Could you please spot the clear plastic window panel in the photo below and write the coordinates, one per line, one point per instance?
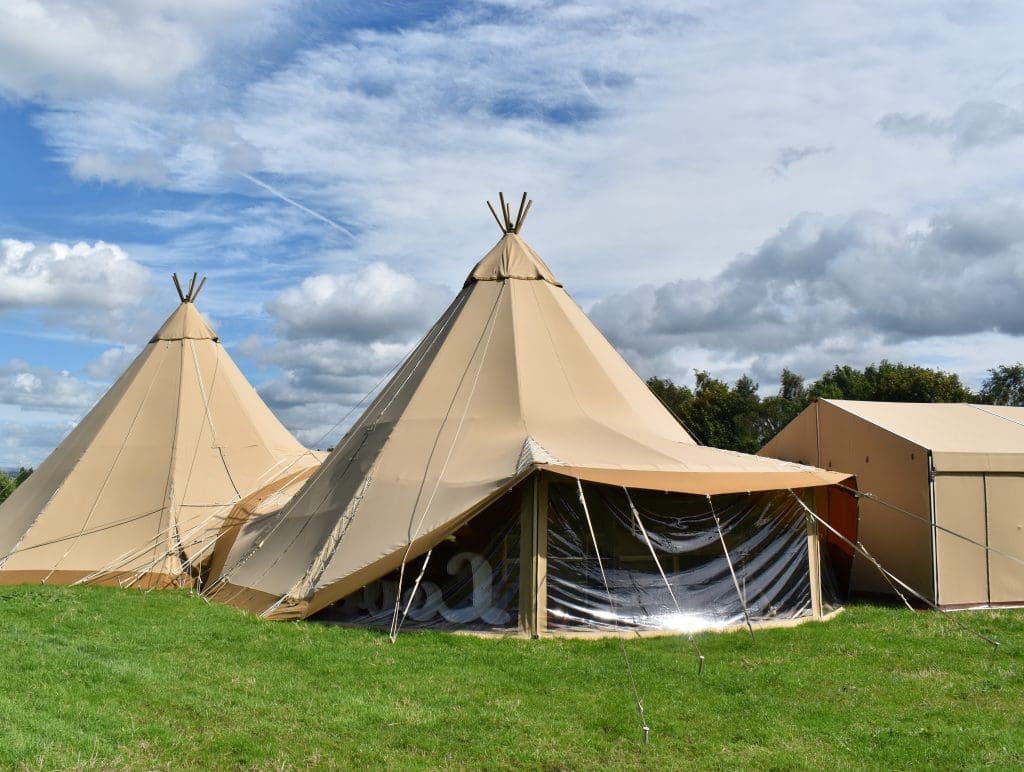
(766, 535)
(471, 581)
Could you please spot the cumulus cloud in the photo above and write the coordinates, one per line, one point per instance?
(61, 48)
(38, 388)
(97, 275)
(788, 156)
(112, 362)
(376, 303)
(843, 287)
(27, 443)
(338, 337)
(974, 124)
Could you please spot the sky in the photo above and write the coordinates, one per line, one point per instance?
(730, 186)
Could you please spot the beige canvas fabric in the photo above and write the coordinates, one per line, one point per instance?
(957, 466)
(512, 379)
(141, 485)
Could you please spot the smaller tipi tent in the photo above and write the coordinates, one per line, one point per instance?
(518, 448)
(138, 489)
(932, 474)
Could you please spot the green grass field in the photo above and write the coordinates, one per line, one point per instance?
(98, 678)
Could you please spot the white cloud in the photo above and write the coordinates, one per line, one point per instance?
(826, 291)
(37, 388)
(61, 275)
(62, 48)
(974, 124)
(376, 303)
(26, 443)
(659, 142)
(112, 362)
(339, 336)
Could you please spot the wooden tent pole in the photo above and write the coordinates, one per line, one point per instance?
(518, 217)
(505, 211)
(518, 225)
(199, 289)
(177, 286)
(496, 217)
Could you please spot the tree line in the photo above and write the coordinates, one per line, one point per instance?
(736, 418)
(8, 482)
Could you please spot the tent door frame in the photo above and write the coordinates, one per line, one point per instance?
(534, 557)
(814, 551)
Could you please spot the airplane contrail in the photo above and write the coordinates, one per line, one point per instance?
(296, 204)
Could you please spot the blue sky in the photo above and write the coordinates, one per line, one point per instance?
(730, 186)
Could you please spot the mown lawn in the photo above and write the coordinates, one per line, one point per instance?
(98, 678)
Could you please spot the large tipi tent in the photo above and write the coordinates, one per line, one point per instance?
(945, 511)
(138, 490)
(544, 485)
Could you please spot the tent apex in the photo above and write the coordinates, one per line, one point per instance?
(194, 291)
(506, 222)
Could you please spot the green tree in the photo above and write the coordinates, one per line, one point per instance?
(1005, 385)
(891, 382)
(780, 409)
(7, 486)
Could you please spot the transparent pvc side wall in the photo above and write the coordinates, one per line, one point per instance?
(472, 577)
(471, 581)
(765, 533)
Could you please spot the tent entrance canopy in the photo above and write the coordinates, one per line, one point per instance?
(526, 564)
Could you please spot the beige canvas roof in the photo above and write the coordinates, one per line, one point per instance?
(140, 486)
(512, 379)
(962, 437)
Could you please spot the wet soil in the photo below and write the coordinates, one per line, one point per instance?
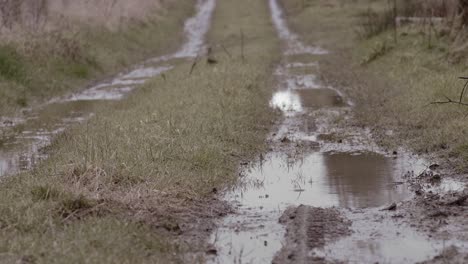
(329, 194)
(308, 228)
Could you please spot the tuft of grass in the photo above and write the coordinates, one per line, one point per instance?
(377, 51)
(11, 64)
(44, 192)
(151, 161)
(372, 23)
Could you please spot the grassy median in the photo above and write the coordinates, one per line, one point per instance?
(138, 182)
(392, 83)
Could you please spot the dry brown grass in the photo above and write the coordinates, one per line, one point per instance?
(394, 91)
(74, 53)
(143, 174)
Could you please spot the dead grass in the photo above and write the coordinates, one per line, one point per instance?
(36, 65)
(395, 90)
(123, 187)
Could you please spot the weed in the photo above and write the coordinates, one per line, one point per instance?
(73, 206)
(377, 51)
(11, 65)
(372, 23)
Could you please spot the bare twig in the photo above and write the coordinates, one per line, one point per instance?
(462, 95)
(194, 64)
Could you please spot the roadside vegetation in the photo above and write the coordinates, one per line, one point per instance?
(45, 51)
(138, 182)
(400, 66)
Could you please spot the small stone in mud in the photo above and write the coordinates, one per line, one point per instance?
(438, 214)
(459, 201)
(391, 207)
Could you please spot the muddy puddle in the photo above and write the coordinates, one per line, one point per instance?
(22, 140)
(352, 177)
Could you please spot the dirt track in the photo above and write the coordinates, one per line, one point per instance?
(308, 228)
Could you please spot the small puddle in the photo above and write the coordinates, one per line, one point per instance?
(22, 140)
(341, 175)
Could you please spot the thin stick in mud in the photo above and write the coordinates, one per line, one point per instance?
(242, 45)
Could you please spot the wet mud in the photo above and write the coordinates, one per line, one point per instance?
(23, 139)
(309, 228)
(329, 194)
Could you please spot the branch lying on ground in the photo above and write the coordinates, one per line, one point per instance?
(462, 94)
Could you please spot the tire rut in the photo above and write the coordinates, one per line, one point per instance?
(309, 228)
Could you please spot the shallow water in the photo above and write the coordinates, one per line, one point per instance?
(337, 174)
(22, 140)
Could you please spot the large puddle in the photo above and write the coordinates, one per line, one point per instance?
(22, 140)
(325, 175)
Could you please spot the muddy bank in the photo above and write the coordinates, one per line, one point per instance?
(318, 167)
(308, 228)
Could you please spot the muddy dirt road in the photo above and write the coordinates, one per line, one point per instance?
(25, 139)
(325, 194)
(322, 194)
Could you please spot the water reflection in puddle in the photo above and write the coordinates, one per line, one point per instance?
(357, 180)
(332, 178)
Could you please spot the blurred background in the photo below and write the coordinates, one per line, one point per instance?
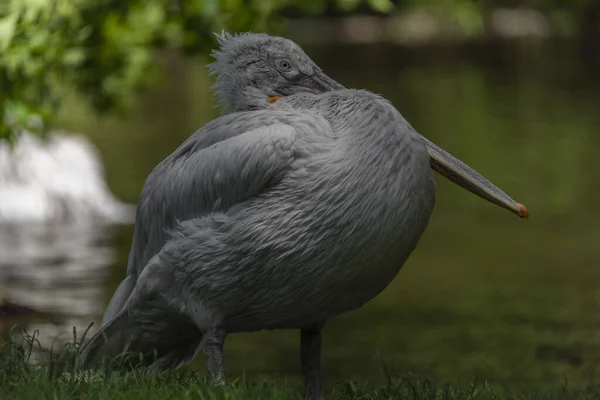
(95, 93)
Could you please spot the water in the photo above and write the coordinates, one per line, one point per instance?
(485, 295)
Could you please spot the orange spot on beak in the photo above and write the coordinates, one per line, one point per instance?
(273, 99)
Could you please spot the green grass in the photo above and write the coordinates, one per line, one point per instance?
(58, 377)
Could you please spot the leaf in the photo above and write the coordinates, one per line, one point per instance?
(382, 6)
(348, 5)
(8, 27)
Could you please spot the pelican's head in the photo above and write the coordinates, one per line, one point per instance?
(252, 69)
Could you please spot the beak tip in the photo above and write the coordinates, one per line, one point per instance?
(523, 211)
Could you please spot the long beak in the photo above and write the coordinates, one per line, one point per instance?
(463, 175)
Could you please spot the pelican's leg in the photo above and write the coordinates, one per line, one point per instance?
(310, 355)
(213, 352)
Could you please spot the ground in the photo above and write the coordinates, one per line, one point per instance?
(59, 378)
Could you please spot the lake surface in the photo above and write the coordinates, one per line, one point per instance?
(485, 295)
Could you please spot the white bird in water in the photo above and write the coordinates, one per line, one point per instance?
(59, 180)
(301, 203)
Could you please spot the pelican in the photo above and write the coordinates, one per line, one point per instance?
(301, 202)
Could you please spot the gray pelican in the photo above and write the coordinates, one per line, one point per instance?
(302, 202)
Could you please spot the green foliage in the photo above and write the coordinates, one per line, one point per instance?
(104, 48)
(61, 378)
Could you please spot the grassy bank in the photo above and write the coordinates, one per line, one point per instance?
(58, 377)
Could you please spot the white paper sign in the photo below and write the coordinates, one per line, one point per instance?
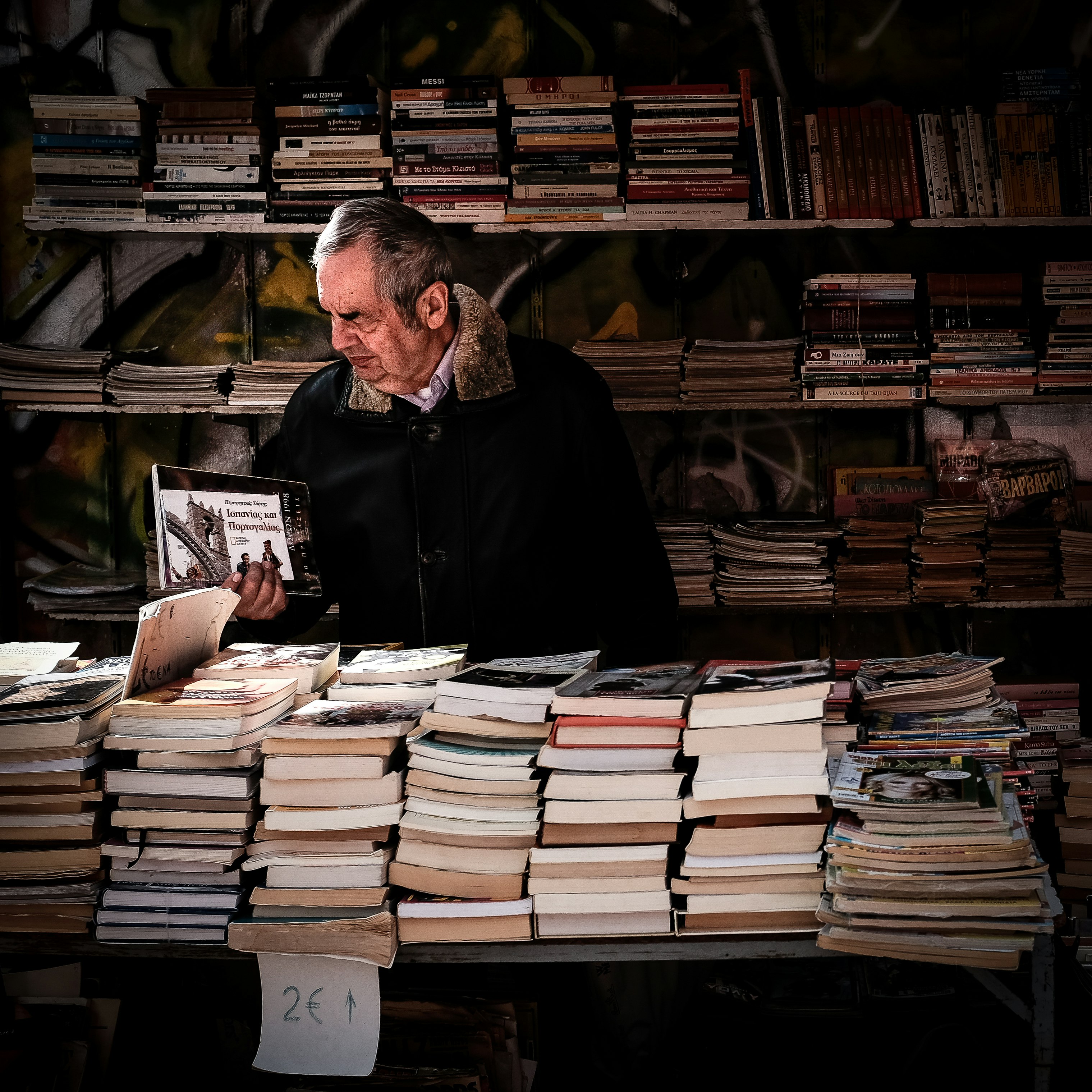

++++++++

[GIVEN EXERCISE]
Gather every line of the records that contains the word "dirt" and list each one in full.

[CORRECT OUTPUT]
Could you please spot the dirt track in the photo above and write the coordinates, one per line, one point per instance?
Could you please spot the muddy dirt road in the photo above and write the coordinates, one per line, one point per instance?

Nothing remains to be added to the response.